**WRITTEN REQUEST 1**:
Using the Text Analytics page below, answer each question in a few words:
(a) How many main functions does the service include?
(b) What command installs the client library with NuGet?
(c) Along with an endpoint, what is needed to create a client object?
**WRITTEN REQUEST 2**: Write out the Text Analytics page word for word, starting at "Get Subscription Key" and ending at "the Azure Portal.".

**SELECTED PASSAGE**:
* Start *

Azure Cognitive Services Text Analytics client library for .NET
Azure Cognitive Services Text Analytics is a cloud service that provides advanced natural language processing over raw text, and includes six main functions:
- Language Detection
- Sentiment Analysis
- Key Phrase Extraction
- Named Entity Recognition
- Recognition of Personally Identifiable Information
- Linked Entity Recognition
Source code | Package (NuGet) | API reference documentation | Product documentation | Samples
Getting started
Prerequisites
- An Azure subscription.
- An existing Cognitive Services or Text Analytics resource. If you need to create the resource, you can use the Azure Portal or Azure CLI.
If you use the Azure CLI, replace <your-resource-group-name>
, <your-resource-name>
, <location>
, and <sku>
with your values:
az cognitiveservices account create --kind TextAnalytics --resource-group <your-resource-group-name> --name <your-resource-name> --location <location> --sku <sku>
Install the package
Install the Azure Text Analytics client library for .NET with NuGet:
Install-Package Azure.AI.TextAnalytics
Authenticate the client
In order to interact with the Text Analytics service, you'll need to create an instance of the TextAnalyticsClient class. You will need an endpoint, and either a subscription key or TokenCredential
to instantiate a client object. For more information regarding authenticating with cognitive services, see Authenticate requests to Azure Cognitive Services.
Get Subscription Key
Use the Azure CLI snippet below to get the subscription key from the Text Analytics resource.
az cognitiveservices account keys list --resource-group <your-resource-group-name> --name <your-resource-name>
Alternatively, you can get the endpoint and subscription key from the resource information in the Azure Portal.

* End *

**DATASET SECTION**:
* Start *

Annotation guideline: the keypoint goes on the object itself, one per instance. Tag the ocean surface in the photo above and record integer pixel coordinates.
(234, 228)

* End *

**WRITTEN REPLY 1**:
(a) Six
(b) Install-Package Azure.AI.TextAnalytics
(c) Either a subscription key or TokenCredential

**WRITTEN REPLY 2**:
Get Subscription Key
Use the Azure CLI snippet below to get the subscription key from the Text Analytics resource.
az cognitiveservices account keys list --resource-group <your-resource-group-name> --name <your-resource-name>
Alternatively, you can get the endpoint and subscription key from the resource information in the Azure Portal.